» Document extract:

Nigerian banks’ dominance of their home turf is virtually unparalleled.
Largely protected by regulators from foreign competition, Nigerian lenders control 94% of their domestic market, by assets, the world’s largest share of local ownership after Israel, according to a report published before Covid-19 hit in 2020 by Chris Ogbechie and Lilac Nachum, scholars at Lagos Business School.
But the threat is now homegrown. Nigerian banks are only now starting to counter the emerging financial-technology firms riding the online wave spurred by the pandemic. As they set out their mobile-money ambitions, they’re deploying their political muscle with regulators to bolster the moat around their franchises.
“Some might claim there is pushback from traditional banks and their regulatory ally to restrict financial innovation by fintechs,” says Abubakar Idris, analyst at Stears Business, a Lagos-based consultancy for financial and technology companies. “If the largest telcos get a banking license, they could undercut the banks.”

» What the task requires: According to the passage on Nigerian banks, what share of their domestic market, by assets, do Nigerian lenders control?

» Provided information:
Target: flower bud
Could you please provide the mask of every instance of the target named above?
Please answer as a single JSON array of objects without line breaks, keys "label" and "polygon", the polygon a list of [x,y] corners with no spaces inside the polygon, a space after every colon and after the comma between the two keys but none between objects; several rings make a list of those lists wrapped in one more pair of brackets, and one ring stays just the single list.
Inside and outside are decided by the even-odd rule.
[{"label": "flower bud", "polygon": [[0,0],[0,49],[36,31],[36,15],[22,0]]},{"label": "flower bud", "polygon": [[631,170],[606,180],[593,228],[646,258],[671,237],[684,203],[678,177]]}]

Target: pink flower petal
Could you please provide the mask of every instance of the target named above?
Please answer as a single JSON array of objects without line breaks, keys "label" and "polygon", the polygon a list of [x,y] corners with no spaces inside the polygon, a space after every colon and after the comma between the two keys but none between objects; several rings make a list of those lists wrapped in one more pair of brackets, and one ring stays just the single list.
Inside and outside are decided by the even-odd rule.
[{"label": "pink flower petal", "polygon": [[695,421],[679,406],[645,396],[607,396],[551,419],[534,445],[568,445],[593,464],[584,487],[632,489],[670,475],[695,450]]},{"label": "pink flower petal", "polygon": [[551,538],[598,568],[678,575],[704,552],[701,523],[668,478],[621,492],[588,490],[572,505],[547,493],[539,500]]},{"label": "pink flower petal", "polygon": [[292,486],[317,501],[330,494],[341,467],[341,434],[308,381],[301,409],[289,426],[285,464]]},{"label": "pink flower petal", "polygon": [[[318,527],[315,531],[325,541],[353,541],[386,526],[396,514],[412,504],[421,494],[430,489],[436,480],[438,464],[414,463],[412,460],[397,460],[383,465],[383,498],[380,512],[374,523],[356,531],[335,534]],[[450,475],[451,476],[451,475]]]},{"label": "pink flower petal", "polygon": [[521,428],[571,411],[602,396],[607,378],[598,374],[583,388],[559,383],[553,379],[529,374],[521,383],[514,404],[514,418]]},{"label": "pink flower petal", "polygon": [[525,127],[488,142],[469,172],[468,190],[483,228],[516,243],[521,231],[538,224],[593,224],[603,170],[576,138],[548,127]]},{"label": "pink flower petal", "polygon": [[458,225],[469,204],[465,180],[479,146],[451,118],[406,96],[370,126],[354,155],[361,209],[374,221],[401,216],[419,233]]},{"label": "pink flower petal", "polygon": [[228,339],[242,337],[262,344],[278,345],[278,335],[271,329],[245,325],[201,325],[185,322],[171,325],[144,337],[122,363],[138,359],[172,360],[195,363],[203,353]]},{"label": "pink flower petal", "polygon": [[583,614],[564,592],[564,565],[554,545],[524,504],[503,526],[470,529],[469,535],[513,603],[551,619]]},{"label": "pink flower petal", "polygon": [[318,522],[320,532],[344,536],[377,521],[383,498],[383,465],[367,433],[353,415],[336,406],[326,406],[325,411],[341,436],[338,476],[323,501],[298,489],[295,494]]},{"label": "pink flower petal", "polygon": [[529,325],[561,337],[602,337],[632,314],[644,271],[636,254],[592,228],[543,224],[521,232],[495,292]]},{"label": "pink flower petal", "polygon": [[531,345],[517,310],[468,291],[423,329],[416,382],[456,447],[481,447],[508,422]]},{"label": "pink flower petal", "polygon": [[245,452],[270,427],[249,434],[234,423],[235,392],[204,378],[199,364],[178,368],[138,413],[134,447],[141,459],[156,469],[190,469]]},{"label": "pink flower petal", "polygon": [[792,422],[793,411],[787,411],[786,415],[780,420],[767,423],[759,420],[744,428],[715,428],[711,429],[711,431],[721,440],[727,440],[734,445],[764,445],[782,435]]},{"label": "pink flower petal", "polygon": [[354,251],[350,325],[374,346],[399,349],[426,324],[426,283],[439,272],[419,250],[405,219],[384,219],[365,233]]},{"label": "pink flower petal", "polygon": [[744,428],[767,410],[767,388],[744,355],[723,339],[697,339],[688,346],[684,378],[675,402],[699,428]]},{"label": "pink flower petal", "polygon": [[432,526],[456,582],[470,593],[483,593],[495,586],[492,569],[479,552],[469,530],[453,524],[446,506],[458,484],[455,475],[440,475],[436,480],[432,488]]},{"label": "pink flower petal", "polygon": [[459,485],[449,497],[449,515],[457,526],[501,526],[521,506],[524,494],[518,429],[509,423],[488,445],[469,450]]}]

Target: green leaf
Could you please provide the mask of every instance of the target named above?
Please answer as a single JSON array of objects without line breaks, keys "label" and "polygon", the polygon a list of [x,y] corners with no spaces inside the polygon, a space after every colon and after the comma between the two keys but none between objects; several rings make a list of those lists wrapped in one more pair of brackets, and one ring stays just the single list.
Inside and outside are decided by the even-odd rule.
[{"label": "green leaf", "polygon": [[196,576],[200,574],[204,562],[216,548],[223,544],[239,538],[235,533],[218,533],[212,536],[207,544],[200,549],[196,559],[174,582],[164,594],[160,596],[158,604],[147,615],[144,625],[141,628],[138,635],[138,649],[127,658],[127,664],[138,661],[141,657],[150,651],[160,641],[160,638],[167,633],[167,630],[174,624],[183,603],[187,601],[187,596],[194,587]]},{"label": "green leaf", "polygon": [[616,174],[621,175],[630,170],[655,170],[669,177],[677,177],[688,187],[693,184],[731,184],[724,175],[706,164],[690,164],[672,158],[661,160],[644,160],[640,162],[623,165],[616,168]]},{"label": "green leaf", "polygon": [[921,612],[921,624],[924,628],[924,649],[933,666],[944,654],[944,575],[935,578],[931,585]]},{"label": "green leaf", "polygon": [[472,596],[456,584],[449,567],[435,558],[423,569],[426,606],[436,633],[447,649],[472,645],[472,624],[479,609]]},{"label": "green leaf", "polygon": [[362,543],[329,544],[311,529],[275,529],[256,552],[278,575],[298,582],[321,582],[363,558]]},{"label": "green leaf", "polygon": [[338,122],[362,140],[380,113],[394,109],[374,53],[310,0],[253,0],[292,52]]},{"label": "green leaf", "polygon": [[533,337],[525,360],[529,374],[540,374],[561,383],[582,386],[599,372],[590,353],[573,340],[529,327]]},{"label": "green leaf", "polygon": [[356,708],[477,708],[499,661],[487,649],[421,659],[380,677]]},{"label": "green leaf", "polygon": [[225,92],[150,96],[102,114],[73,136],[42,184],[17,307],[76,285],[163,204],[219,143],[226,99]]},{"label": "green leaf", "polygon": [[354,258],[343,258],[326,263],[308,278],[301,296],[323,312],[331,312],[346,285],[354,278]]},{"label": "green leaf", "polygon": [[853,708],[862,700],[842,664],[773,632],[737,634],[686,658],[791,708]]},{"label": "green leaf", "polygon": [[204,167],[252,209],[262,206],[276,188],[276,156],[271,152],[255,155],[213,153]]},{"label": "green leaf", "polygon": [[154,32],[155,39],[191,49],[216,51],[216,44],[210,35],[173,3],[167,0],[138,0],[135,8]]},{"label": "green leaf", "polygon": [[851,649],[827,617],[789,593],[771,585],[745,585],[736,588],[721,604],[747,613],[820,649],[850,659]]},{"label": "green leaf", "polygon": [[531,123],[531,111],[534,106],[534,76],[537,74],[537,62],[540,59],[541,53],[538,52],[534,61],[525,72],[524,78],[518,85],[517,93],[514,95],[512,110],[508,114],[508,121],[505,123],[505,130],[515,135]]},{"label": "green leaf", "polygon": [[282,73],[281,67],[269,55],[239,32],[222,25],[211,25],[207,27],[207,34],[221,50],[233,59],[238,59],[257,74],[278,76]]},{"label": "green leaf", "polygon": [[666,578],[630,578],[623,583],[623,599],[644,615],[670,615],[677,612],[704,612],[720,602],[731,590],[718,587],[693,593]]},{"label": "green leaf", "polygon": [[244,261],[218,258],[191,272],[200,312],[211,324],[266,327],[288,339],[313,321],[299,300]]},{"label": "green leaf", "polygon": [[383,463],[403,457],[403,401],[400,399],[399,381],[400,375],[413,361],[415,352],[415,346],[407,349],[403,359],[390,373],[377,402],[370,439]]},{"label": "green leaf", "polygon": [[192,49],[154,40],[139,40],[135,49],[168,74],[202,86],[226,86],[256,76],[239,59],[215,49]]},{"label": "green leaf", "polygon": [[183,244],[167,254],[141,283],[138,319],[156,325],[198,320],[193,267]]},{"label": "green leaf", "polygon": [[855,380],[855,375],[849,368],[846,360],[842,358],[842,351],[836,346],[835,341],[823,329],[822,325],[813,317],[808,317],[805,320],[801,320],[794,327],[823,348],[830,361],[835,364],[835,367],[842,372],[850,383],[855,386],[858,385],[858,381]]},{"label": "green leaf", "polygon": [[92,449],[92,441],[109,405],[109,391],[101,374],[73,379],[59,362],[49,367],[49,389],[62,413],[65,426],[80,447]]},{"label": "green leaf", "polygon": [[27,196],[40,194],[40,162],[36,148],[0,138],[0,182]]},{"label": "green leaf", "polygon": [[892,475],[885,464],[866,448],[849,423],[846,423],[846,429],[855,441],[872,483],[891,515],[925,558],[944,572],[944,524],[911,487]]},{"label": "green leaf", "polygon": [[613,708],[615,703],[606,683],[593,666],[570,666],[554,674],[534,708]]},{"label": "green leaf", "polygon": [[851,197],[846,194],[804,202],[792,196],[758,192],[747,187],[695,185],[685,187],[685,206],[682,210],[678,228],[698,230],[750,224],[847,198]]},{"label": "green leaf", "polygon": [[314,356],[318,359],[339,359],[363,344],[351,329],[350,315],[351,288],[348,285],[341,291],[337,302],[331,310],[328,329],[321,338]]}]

» Task answer: 94%